PAGE EXTRACT:
***
Resentment of Alawites runs deep here, and not just among the fighting men. While conservative Islamists consider them “kuffar” (infidels, disbelievers) because of their religious beliefs, others dislike them because of their ties to the regime and the social mobility that that entailed.

Women here speak of sons who could not find jobs after graduating but whose Alawite classmates could. Defectors tell of how the chain of command meant little if a Sunni officer found himself in a dispute with an Alawite underling. All speak of how the formidable four-decade-old nepotistic regime built by Hafez al-Assad elevated the social status of Alawites – who were, they acknowledge, second-class citizens before that – and bestowed economic advantages on them. Still, not all Alawites benefited under the Assads, but two and a half years into an increasingly bitter conflict that has left at least 100,000 dead, that distinction is disappearing.

“We gave them many opportunities to stand with us, bring down Bashar and elect a new leader,” says Abu Sami, the portly head of a small group of local men called Ahfad Salaheddine, or the Grandsons of Salaheddine (named after Saladin, the Islamic warrior who used these mountains in his fight against the Crusaders). “They refused. They said, ‘Bashar only.’ They said, ‘Assad or we burn the country,'” he added, reciting common pro-regime slogans.
***
DATA UNDER STUDY:
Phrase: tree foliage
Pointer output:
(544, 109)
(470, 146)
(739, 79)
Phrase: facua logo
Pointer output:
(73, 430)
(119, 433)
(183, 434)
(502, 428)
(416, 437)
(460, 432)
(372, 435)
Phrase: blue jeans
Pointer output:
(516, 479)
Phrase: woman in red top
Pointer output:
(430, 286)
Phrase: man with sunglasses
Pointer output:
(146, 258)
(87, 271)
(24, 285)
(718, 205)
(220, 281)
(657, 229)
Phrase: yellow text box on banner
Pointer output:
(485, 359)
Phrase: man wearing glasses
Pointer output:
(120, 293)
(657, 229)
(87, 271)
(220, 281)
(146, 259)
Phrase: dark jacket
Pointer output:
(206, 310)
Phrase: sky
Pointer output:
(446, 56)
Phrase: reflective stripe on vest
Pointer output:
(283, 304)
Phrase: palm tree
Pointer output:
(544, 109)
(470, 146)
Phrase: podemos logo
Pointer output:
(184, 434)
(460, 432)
***
TASK GOAL:
What comes next in the report on resentment of Alawites in Syria? Write the continuation, starting after Abu Sami's words. The entries aren't needed for this.

ANSWER AREA:
His group was neither Islamist nor FSA, he said, just sons of Latakia, but they had little sympathy for its Alawite sons. “The majority needs to be protected before the minority,” he said. “There’s been so much blood. Did you see the massacre in Baniyas? In Homs? The massacres in Latakia?” he said, naming the sites of mass killings blamed on the regime and its “shabiha” militias. “Nobody moved to stop these internationally, but now, as soon as we opened this front and killed a few hundred soldiers and “shabiha,” the whole world is crying out fearing for the Alawites. What about the thousands of Muslim Syrians who were killed? What about them? How come nobody cared about them?”

But how to distinguish an enemy from a bystander in these Alawite villages the rebels entered or were trying to enter? Is everyone the enemy, by dint of being Alawite? Is it just the men? Just those carrying arms?

‘This country is either ours or theirs’

The thing about civil conflicts is that today’s enemies are usually yesterday’s neighbors. “The people of the villages here know each other,” Abu Moaz, the Ahrar al-Sham commander, said. “It’s clear. We know who the collaborators are, who is working with the regime.” The other determinant of an enemy, he said, was “that anyone carrying a weapon will be killed, whether a woman or child.”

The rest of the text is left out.